◆ Material shown
((
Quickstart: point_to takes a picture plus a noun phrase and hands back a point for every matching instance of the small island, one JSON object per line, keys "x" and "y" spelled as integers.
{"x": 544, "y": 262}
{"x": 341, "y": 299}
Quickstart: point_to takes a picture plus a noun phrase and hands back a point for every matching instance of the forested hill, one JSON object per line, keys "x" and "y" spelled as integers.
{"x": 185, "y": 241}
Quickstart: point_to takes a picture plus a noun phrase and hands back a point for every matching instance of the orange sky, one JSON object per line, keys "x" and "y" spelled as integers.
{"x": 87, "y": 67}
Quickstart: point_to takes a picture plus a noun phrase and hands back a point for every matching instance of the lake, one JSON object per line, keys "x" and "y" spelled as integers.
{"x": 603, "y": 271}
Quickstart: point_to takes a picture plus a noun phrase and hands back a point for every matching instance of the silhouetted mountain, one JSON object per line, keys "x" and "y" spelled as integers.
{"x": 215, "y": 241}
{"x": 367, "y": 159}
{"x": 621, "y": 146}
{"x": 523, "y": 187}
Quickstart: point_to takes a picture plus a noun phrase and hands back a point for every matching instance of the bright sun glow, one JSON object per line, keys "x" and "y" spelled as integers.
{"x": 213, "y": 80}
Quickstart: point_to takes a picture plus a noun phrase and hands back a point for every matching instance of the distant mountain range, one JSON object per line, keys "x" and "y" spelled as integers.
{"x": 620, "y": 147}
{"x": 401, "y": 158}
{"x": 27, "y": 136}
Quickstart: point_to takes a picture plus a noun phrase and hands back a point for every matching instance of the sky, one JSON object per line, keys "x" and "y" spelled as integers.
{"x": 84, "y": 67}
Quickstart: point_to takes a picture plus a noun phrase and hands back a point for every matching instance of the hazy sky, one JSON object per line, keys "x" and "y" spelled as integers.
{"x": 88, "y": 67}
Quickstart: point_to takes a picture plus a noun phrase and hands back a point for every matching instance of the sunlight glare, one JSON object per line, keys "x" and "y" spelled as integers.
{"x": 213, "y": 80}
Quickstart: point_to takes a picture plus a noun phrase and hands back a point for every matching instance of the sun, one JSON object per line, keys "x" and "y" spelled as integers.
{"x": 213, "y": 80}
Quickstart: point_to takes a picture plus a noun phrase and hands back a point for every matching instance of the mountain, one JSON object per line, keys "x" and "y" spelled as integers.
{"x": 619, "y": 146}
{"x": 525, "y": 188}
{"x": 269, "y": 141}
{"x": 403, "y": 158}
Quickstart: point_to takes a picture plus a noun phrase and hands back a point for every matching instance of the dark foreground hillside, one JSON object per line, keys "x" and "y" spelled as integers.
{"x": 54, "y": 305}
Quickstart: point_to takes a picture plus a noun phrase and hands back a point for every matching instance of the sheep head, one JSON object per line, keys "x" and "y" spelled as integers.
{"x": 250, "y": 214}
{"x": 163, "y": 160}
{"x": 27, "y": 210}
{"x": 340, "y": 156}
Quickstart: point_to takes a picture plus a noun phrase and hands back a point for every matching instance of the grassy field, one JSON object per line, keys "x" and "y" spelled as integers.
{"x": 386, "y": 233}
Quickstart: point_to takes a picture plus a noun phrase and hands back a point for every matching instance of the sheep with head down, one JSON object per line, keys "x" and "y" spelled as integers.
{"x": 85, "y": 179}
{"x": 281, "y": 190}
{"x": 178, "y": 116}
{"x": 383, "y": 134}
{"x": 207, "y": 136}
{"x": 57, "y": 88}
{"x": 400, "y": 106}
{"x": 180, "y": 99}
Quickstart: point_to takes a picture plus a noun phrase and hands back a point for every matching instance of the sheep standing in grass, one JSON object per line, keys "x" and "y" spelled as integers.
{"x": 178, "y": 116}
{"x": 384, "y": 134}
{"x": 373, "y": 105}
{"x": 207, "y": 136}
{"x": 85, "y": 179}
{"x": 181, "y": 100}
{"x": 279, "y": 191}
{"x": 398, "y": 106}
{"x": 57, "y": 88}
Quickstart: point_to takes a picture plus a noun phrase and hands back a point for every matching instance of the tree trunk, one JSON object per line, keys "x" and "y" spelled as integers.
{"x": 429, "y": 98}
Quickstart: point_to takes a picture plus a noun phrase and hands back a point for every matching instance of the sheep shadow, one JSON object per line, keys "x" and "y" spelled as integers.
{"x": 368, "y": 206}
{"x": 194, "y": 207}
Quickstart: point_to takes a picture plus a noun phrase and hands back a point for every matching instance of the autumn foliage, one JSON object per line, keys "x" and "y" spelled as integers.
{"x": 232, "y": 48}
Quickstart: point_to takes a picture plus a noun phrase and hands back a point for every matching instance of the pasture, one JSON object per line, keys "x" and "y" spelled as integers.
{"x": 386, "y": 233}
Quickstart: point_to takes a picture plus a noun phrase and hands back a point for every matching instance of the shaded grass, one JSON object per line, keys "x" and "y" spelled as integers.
))
◆ Written task
Starting at the line that contains "of the tree", quote each remaining line of the entries above, unchanged.

◆ Correct answer
Quickstart: point_to takes a picture plus a noun phrase and hands back a point for every matching instance of the tree trunk, one JSON object per line, keys "x" and "y" spelled as integers.
{"x": 429, "y": 98}
Quickstart: point_to takes a picture plus a noun phrase and hands back a point for every matching instance of the sheep shadow, one JSON object per line, keys "x" and "y" spelled as integers.
{"x": 368, "y": 206}
{"x": 194, "y": 207}
Quickstart: point_to takes a picture plus a noun phrase and hands back a point for every matching instance of the autumn foliage, one JSON object per line, keys "x" and "y" spelled as integers.
{"x": 232, "y": 48}
Quickstart: point_to takes a picture plus a noun phrase and hands back a point for every matching instance of the pasture, one JSON object per line, keys "x" and "y" spelled as integers.
{"x": 386, "y": 233}
Quickstart: point_to takes a picture plus a noun phrase and hands back a point for every matching instance of the shaded grass, one JSON object per line, keys "x" and "y" spelled as integers.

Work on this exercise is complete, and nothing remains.